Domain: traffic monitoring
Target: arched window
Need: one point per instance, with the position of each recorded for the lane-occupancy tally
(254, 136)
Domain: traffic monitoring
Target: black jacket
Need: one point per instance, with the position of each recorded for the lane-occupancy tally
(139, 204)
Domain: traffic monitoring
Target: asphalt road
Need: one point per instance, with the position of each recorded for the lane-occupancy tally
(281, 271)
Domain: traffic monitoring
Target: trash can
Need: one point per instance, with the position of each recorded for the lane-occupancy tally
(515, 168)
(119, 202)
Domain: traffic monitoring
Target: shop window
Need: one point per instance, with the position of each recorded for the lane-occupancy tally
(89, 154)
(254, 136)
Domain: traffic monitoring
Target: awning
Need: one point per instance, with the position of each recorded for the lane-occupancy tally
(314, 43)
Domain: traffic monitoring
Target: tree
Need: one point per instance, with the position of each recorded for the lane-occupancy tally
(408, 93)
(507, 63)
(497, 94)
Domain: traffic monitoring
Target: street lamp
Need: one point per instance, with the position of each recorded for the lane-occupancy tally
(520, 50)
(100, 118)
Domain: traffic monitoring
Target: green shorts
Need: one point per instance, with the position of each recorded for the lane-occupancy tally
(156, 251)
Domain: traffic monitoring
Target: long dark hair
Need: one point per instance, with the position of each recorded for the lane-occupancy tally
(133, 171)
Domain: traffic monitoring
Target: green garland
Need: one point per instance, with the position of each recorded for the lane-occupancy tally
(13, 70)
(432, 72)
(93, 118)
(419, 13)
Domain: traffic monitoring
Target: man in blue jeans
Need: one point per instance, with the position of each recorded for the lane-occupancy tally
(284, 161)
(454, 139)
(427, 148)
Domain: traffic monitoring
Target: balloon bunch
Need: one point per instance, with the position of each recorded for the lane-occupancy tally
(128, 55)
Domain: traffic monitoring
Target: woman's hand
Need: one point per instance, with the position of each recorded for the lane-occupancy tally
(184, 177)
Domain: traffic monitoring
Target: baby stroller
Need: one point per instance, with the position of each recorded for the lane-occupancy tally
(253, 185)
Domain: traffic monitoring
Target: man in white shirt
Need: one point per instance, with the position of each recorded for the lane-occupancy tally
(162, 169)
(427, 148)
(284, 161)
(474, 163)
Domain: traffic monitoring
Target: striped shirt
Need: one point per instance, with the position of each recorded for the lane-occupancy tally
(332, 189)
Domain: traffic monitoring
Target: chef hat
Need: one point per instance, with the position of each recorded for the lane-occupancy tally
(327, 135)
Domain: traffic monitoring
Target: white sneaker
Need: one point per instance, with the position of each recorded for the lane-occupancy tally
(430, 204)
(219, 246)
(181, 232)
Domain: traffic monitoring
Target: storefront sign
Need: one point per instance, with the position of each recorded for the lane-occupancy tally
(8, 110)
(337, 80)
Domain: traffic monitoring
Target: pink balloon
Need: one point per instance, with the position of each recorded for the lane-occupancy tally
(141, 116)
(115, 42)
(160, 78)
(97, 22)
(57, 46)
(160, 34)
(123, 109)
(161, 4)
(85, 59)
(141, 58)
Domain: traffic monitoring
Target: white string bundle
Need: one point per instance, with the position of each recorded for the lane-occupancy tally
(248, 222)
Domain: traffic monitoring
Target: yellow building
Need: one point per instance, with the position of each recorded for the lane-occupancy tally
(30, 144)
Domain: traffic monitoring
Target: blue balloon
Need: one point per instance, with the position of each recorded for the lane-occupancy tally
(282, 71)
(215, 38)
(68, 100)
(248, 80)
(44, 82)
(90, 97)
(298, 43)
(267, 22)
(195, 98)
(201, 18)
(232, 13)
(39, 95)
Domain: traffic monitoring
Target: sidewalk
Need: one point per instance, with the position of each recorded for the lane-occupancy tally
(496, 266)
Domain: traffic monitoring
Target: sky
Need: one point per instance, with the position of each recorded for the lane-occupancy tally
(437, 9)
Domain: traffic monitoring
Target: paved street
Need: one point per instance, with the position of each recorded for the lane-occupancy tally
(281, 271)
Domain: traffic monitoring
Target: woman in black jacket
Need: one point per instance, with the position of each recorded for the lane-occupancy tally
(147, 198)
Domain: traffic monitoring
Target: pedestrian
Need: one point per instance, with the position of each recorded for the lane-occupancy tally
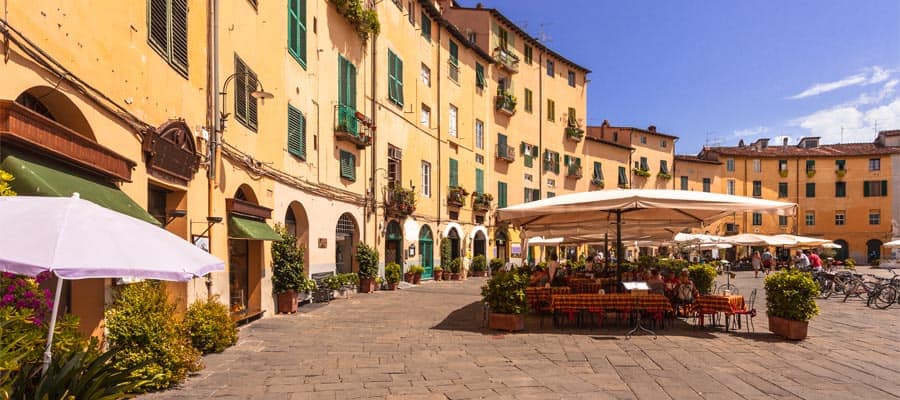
(756, 262)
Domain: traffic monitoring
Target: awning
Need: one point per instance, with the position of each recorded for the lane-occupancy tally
(37, 178)
(246, 228)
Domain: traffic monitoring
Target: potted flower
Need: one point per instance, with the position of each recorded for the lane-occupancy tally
(392, 275)
(505, 296)
(479, 263)
(367, 257)
(287, 271)
(791, 303)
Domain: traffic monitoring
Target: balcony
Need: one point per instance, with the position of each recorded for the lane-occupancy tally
(352, 126)
(505, 102)
(481, 202)
(507, 59)
(506, 152)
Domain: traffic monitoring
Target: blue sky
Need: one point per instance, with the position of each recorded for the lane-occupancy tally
(719, 71)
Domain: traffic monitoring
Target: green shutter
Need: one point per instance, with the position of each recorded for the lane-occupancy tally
(454, 173)
(296, 133)
(479, 181)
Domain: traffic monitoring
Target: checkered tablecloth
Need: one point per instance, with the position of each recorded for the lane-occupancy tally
(618, 301)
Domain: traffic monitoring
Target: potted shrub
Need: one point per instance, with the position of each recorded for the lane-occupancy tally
(505, 296)
(791, 303)
(287, 271)
(392, 275)
(367, 258)
(478, 265)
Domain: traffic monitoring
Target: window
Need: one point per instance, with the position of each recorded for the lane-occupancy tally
(426, 75)
(479, 134)
(297, 30)
(874, 164)
(244, 102)
(551, 110)
(874, 188)
(529, 105)
(167, 31)
(840, 189)
(348, 165)
(426, 26)
(426, 179)
(479, 76)
(501, 194)
(395, 78)
(296, 133)
(874, 217)
(454, 173)
(453, 121)
(425, 116)
(757, 219)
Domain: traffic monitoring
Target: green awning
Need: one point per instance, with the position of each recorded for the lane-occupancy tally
(36, 177)
(246, 228)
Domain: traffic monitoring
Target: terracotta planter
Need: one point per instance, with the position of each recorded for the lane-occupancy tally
(366, 285)
(788, 328)
(506, 322)
(287, 302)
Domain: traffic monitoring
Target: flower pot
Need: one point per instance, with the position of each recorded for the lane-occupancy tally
(788, 328)
(366, 285)
(506, 322)
(287, 302)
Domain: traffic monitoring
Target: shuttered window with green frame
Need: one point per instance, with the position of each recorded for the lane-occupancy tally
(167, 31)
(296, 133)
(297, 30)
(348, 165)
(395, 78)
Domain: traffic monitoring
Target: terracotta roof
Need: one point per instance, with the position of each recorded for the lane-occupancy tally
(497, 14)
(825, 150)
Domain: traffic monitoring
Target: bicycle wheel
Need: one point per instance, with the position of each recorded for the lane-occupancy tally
(885, 296)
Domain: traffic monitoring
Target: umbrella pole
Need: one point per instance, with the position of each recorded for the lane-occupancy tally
(48, 350)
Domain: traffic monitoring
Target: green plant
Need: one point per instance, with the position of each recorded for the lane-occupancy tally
(287, 262)
(505, 293)
(141, 324)
(210, 327)
(478, 263)
(703, 276)
(392, 273)
(367, 258)
(791, 294)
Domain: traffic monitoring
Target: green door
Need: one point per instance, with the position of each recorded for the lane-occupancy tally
(426, 252)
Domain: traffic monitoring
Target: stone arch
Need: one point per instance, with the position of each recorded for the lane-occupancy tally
(56, 106)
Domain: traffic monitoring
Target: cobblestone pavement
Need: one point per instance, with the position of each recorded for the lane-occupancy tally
(427, 343)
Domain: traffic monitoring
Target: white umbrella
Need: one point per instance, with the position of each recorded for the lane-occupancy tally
(77, 239)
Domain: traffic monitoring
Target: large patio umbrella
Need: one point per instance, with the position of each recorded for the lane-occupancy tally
(77, 239)
(641, 207)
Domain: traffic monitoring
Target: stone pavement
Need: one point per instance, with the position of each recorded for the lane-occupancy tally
(427, 343)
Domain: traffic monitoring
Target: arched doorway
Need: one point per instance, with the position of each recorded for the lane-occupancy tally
(345, 238)
(393, 245)
(426, 251)
(842, 253)
(873, 250)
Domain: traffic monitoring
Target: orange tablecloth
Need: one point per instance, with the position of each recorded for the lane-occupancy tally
(618, 301)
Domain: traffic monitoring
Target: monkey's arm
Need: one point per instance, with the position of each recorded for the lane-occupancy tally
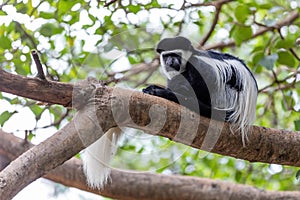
(191, 103)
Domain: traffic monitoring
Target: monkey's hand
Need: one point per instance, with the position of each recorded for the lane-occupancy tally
(159, 91)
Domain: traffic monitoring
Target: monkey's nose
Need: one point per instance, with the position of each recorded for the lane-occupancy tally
(169, 61)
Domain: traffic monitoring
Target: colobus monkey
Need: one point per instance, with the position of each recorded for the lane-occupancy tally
(215, 85)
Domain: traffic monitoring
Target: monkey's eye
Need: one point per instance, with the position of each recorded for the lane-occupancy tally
(172, 61)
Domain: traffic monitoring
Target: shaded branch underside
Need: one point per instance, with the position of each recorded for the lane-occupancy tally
(144, 185)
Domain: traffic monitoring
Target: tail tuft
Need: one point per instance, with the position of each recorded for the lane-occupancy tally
(97, 156)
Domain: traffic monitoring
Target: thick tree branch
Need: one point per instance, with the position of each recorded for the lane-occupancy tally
(290, 18)
(109, 107)
(143, 184)
(265, 144)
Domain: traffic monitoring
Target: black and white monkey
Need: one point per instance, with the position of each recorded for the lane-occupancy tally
(215, 85)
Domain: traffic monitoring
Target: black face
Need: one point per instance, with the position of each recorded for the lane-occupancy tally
(169, 44)
(172, 61)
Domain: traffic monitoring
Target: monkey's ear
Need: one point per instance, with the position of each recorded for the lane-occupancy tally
(169, 44)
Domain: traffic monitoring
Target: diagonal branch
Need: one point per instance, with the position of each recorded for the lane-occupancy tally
(218, 5)
(109, 107)
(142, 184)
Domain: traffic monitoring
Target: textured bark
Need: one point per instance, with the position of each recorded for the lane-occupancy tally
(146, 185)
(109, 107)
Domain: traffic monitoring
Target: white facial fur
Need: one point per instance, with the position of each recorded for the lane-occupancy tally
(185, 57)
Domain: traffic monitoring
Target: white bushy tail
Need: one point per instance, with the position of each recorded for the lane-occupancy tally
(97, 156)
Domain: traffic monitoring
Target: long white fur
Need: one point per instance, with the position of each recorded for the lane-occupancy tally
(97, 156)
(243, 103)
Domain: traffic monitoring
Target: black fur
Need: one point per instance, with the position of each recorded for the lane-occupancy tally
(191, 89)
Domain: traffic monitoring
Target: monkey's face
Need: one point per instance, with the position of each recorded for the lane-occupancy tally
(174, 62)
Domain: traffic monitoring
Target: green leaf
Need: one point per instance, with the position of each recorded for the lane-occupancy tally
(286, 58)
(47, 15)
(5, 43)
(241, 13)
(134, 9)
(268, 61)
(5, 116)
(241, 33)
(50, 29)
(286, 44)
(297, 128)
(257, 56)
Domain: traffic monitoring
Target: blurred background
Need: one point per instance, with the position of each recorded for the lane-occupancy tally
(114, 41)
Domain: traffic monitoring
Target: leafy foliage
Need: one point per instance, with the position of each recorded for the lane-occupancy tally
(80, 38)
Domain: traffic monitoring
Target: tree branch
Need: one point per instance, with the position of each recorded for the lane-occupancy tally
(218, 5)
(109, 107)
(143, 184)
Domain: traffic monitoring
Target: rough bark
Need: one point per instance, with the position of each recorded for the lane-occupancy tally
(131, 108)
(109, 107)
(144, 185)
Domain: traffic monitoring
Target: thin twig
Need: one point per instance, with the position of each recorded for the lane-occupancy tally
(109, 3)
(38, 64)
(286, 21)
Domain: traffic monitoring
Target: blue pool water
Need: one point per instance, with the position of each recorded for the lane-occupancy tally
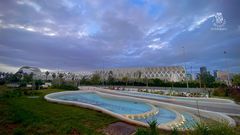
(120, 106)
(190, 121)
(114, 105)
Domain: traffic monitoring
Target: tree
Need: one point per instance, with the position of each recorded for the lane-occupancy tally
(46, 73)
(125, 80)
(110, 78)
(60, 75)
(236, 80)
(95, 79)
(54, 75)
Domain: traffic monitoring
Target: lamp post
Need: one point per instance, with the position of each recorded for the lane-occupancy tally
(185, 66)
(228, 77)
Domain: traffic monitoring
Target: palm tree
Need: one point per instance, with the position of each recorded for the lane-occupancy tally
(47, 73)
(54, 75)
(60, 75)
(125, 79)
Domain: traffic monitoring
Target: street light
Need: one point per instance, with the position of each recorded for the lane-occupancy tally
(228, 78)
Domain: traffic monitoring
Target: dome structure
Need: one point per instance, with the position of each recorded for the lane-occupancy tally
(29, 70)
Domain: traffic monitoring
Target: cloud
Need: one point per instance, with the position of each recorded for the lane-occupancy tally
(87, 35)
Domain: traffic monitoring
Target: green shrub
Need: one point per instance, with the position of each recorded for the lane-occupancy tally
(141, 131)
(12, 93)
(19, 131)
(218, 128)
(151, 130)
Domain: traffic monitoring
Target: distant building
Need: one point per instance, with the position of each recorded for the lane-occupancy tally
(223, 76)
(29, 70)
(203, 70)
(168, 73)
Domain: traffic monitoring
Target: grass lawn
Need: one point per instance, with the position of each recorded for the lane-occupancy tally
(24, 115)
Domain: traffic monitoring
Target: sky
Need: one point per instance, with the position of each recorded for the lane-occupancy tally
(85, 35)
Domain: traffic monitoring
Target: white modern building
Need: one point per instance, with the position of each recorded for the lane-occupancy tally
(168, 73)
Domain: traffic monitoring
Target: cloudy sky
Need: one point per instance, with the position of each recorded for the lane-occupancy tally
(84, 35)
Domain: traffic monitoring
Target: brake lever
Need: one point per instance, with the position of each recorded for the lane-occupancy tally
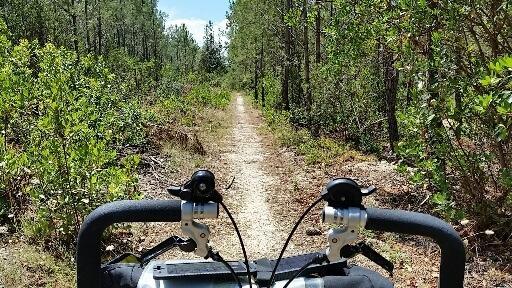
(185, 245)
(349, 251)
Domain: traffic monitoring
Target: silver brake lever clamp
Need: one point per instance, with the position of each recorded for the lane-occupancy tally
(350, 219)
(199, 232)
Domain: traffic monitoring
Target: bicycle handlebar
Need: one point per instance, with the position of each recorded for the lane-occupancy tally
(453, 255)
(397, 221)
(88, 255)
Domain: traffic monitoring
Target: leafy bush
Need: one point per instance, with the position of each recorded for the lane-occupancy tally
(63, 121)
(472, 151)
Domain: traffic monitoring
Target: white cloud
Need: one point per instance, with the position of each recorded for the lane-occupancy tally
(196, 27)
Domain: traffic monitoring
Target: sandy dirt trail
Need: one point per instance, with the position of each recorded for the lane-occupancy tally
(252, 187)
(241, 154)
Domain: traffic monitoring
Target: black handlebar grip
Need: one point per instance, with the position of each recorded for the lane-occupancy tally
(88, 255)
(453, 255)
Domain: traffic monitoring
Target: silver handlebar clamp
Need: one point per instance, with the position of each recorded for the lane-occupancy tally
(350, 219)
(197, 231)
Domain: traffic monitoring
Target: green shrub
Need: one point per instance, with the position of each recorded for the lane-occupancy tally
(63, 122)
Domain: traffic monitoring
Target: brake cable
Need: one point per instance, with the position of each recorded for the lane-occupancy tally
(246, 259)
(274, 270)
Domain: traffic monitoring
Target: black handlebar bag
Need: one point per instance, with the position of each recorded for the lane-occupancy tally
(127, 276)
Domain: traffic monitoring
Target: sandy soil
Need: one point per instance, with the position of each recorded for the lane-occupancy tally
(273, 185)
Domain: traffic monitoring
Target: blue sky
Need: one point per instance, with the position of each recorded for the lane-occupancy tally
(195, 14)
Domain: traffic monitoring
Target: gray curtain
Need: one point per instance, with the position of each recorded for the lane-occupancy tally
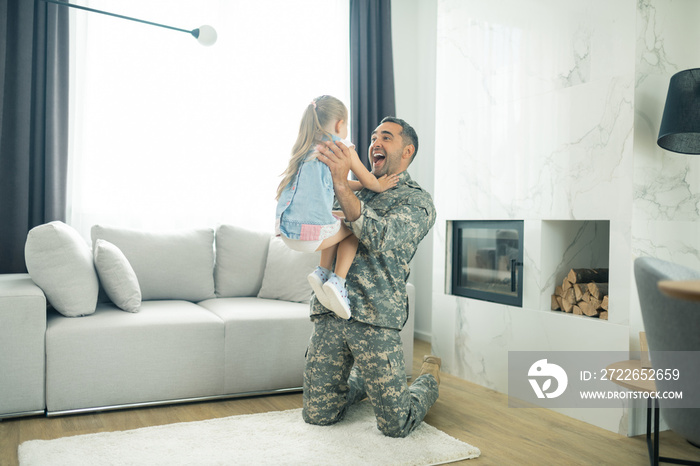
(371, 69)
(33, 122)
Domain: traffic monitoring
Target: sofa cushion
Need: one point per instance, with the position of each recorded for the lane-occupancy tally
(168, 265)
(117, 276)
(286, 271)
(169, 350)
(286, 328)
(60, 262)
(240, 261)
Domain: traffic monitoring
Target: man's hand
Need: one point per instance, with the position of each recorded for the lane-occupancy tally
(338, 158)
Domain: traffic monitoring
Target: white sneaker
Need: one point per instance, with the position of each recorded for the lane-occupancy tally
(338, 296)
(316, 279)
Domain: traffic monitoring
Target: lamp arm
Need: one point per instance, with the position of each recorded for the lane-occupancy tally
(80, 7)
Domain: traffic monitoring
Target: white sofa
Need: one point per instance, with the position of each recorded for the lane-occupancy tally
(218, 314)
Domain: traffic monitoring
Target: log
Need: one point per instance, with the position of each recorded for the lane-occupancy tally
(586, 296)
(589, 309)
(598, 289)
(595, 303)
(588, 275)
(555, 306)
(569, 300)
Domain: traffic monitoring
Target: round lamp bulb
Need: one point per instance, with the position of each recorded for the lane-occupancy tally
(207, 35)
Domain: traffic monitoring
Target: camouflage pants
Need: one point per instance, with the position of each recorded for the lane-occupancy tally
(348, 360)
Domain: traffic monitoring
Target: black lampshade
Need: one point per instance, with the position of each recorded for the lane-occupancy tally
(680, 125)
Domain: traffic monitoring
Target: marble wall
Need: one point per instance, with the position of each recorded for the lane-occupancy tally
(547, 111)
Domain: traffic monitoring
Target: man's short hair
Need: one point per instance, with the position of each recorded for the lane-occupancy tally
(408, 134)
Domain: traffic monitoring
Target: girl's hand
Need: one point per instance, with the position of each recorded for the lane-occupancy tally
(387, 182)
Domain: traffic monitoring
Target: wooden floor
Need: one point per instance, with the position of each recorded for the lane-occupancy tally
(474, 414)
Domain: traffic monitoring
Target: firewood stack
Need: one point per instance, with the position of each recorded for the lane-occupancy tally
(583, 292)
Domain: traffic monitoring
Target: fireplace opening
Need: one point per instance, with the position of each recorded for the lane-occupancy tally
(487, 260)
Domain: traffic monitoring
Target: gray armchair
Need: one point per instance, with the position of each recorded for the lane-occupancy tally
(671, 325)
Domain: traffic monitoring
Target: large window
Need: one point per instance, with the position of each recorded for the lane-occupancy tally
(166, 133)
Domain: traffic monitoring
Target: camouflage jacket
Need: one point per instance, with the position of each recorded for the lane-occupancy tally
(390, 227)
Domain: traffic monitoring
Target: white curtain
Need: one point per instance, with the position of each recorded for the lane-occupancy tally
(169, 134)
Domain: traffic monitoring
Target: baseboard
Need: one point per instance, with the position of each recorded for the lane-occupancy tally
(422, 336)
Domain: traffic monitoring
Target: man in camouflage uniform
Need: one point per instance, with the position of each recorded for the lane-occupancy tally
(350, 359)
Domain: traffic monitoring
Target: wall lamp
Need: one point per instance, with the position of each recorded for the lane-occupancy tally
(680, 125)
(205, 35)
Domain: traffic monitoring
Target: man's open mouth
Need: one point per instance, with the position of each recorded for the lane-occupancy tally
(378, 158)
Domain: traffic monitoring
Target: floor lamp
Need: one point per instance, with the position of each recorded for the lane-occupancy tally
(205, 35)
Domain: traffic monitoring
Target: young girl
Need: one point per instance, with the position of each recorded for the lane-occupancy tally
(305, 199)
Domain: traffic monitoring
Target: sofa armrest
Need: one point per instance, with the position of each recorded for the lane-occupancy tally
(408, 328)
(22, 353)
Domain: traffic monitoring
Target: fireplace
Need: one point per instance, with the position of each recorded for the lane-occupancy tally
(487, 260)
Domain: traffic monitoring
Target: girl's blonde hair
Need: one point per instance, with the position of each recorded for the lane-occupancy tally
(321, 112)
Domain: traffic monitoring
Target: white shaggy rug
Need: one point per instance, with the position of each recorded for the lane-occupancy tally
(275, 438)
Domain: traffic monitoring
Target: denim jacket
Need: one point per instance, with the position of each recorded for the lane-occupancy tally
(305, 205)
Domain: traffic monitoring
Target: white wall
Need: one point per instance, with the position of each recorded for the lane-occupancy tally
(414, 35)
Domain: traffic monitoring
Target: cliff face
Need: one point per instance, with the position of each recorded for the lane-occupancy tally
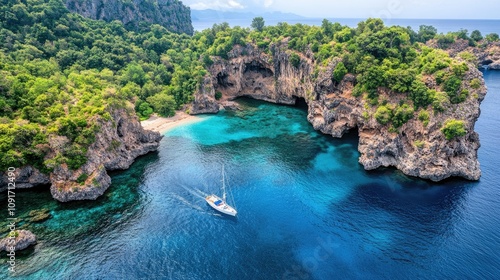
(171, 14)
(488, 56)
(118, 142)
(486, 53)
(415, 149)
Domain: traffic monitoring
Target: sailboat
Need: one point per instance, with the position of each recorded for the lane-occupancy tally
(220, 204)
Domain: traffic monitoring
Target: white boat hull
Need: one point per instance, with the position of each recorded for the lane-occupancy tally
(218, 204)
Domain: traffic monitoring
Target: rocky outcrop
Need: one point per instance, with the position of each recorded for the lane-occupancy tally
(415, 149)
(171, 14)
(118, 142)
(25, 177)
(19, 239)
(488, 55)
(204, 100)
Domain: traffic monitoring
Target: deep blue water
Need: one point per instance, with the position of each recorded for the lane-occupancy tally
(307, 210)
(442, 25)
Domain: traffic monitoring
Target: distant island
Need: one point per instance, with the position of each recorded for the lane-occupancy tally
(73, 88)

______________________________

POLECENIE:
Wybierz z powyższego wykazu każdy wiersz zawierający słowo „potted” i przepisz go bez zmian.

ODPOWIEDŹ:
Target: potted flower
Target: potted shrub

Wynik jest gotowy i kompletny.